===== SUPPLIED ENTRIES

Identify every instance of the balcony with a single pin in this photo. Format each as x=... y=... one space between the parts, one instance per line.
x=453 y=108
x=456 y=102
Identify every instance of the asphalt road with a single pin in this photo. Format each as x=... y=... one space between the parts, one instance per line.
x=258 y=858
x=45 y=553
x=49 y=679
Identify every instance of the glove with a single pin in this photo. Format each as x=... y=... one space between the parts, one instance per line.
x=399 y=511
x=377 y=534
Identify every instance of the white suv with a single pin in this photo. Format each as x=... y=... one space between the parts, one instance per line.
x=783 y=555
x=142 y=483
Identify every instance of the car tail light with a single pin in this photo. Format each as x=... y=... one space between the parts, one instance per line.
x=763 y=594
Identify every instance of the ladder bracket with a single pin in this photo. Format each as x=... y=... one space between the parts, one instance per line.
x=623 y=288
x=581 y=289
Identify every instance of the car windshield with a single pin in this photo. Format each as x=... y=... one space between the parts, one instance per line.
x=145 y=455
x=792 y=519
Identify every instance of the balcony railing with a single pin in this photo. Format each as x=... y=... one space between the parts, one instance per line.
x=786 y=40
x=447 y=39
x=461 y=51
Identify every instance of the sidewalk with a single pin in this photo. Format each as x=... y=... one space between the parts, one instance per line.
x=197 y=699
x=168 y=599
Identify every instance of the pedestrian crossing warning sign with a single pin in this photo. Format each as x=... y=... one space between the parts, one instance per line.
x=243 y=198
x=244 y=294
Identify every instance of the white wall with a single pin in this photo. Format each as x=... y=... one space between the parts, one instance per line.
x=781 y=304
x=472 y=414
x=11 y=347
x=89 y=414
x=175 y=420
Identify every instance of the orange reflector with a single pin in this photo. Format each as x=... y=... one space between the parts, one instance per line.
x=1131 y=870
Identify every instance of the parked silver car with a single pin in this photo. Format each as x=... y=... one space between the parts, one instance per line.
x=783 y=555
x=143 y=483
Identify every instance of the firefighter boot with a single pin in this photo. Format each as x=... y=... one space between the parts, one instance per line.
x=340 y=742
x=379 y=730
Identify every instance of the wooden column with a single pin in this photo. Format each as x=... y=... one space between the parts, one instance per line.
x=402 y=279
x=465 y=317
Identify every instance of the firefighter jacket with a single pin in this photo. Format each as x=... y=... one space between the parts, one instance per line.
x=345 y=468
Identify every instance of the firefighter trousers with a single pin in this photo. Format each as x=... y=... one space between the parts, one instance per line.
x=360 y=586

==========

JOB:
Please reproduce every one of the items above word for word.

FULL OUTPUT:
Identify every instance of the balcony with a single pin in this photo. Format each as x=... y=... one space between the parts, one instance per line.
x=453 y=108
x=456 y=102
Identify every instance of the asphalt road with a single pin in this photo. Format each as x=... y=... one space between the parts, one instance per line.
x=258 y=858
x=45 y=553
x=49 y=679
Identify every instance of the glove with a single pin in this photo. Format each as x=... y=... one space between the parts, one instance per line.
x=399 y=511
x=377 y=534
Identify every instance of the white suv with a single pin in this photo. Format each as x=... y=... one space between the parts, one instance per line.
x=783 y=555
x=142 y=483
Identify every instance of the car tail light with a single pin in this photo. Format each as x=... y=... one space between the parts, one instance per line.
x=763 y=594
Identify every instance of the ladder bracket with a single pin in this photo. Format each as x=... y=... one space between the parts, one instance per line.
x=623 y=288
x=581 y=289
Identify every instance of the car windshield with a single pin in this photo. Format each as x=... y=... one space between the parts, one instance per line.
x=145 y=455
x=792 y=519
Identify every instance of the balcony railing with a single pin in this photo. Format each as x=... y=... one space between the parts, one instance per line.
x=786 y=40
x=447 y=39
x=461 y=51
Identify every instance of the sidewalk with a single pin in this photo. Format each as x=... y=... one space between the parts, one instance per line.
x=197 y=699
x=168 y=599
Identify every instance of the pedestrian crossing warning sign with a single pin in this photo. Format each as x=... y=... one space between the parts, one instance per line.
x=243 y=198
x=244 y=294
Identify every instance of the white wall with a single pin in this photo. Format each as x=... y=... one space between the parts, one instance per line.
x=781 y=304
x=472 y=414
x=11 y=347
x=89 y=414
x=175 y=420
Identify every instance of the orange reflector with a single pin in this photo. Format each as x=... y=... one space between the parts, one instance per line.
x=1131 y=870
Identify every instance of the parked silver car with a single pin in this photo. Format each as x=... y=... one space between the parts, one instance per line.
x=783 y=555
x=143 y=483
Identify every instance of the firefighter boot with a single pin in this photo. Format each as x=... y=... one space between the parts, one instance per line.
x=340 y=742
x=379 y=730
Identify every instance of the wooden column with a single pin in this photo. Format each as x=... y=... one space between the parts, one instance per line.
x=402 y=279
x=465 y=317
Identify every instance of the firefighter jacket with a single pin in this photo. Format each as x=... y=... one space between the parts, one instance per line.
x=345 y=468
Identify every instance of the firefighter trousers with a single pin in this photo. Format each as x=... y=... one space between the parts, one instance per line.
x=360 y=586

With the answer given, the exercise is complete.